- [STUDY TEXT]:
-- Opening Marker --
Of course. But the context is important.

It is inappropriate to teach creationism in a science class because it cannot be supported by the scientific method.

But I don't feel we should censor ideas or remove people's abilities to investigate concepts independent of school, nor do I think it would be possible to do so.

Ultimately, whether the learn about evolution in school or not appears to be irelevent anyway. Public schools have been teaching evolution in most of the US for several generations now, yet a notable percentage of people in this country who went to public school disbelieve it anyway.

We would be better served by focusing on teaching logic and reason rather than trying to censor subjects that are devoid of either.

Side: No
3 points

This needs to be up-voted more. You said it in such a graceful, intelligent manner and covered all the holes.

Side: Yes
2 points

Of course, I approve and agree. And thanks, I appreciate your thought.
-- Closing Marker --
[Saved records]
-- Opening Marker --
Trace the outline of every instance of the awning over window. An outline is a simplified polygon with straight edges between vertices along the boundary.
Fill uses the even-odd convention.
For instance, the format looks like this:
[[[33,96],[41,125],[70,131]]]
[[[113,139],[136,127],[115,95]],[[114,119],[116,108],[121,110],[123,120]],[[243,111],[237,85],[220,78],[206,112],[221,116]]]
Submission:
-- Closing Marker --
- [WHAT YOU SHOULD DO]:
Quote the comments on teaching creationism word for word, from "It is inappropriate" to "possible to do so.", including both ends.

- [SOLUTION]:
It is inappropriate to teach creationism in a science class because it cannot be supported by the scientific method.

But I don't feel we should censor ideas or remove people's abilities to investigate concepts independent of school, nor do I think it would be possible to do so.